◆ **RECORDS SUPPLIED**:
--------------------
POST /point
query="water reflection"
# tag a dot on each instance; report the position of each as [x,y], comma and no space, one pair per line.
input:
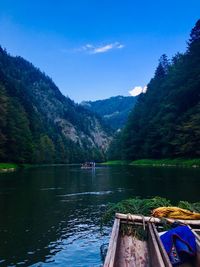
[50,216]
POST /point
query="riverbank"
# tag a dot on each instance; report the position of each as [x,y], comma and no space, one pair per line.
[195,163]
[10,167]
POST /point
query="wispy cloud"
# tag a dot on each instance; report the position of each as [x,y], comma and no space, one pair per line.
[92,49]
[137,90]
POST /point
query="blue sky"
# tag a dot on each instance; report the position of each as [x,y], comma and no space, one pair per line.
[96,49]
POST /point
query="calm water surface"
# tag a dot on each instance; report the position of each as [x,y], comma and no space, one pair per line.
[50,216]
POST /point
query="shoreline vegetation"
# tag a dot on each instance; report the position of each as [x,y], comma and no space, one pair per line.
[144,206]
[179,162]
[192,163]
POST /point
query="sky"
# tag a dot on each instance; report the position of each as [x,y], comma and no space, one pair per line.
[95,49]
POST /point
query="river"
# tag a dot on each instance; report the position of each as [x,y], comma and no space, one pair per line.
[50,216]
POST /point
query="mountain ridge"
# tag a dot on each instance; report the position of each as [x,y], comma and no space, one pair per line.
[45,116]
[114,110]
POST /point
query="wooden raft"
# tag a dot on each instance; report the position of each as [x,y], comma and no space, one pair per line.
[128,251]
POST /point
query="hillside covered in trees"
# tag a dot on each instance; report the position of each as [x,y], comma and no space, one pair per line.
[40,125]
[165,122]
[114,110]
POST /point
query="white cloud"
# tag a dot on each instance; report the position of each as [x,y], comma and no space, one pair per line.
[138,90]
[106,48]
[92,49]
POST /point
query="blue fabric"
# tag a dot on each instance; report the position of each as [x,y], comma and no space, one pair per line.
[179,244]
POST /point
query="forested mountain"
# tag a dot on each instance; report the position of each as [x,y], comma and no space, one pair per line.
[40,125]
[165,122]
[114,110]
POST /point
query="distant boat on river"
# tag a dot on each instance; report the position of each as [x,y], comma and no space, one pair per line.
[88,165]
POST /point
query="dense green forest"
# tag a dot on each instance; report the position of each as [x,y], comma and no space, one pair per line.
[40,125]
[114,110]
[165,122]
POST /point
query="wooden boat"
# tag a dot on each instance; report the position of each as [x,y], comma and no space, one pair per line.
[88,165]
[126,250]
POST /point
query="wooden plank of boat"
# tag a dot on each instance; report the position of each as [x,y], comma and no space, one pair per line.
[140,218]
[110,257]
[127,250]
[159,243]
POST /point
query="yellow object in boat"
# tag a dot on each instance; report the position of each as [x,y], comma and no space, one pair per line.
[175,213]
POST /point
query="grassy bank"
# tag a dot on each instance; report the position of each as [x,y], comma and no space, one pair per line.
--------------------
◆ **PROBLEM TO WORK ON**: Collect every line from the entries above that contains the word "boat", and copy each one out in full on its own line.

◆ **WRITTEN ANSWER**:
query="distant boat on river"
query="wooden boat"
query="wooden plank of boat"
query="yellow object in boat"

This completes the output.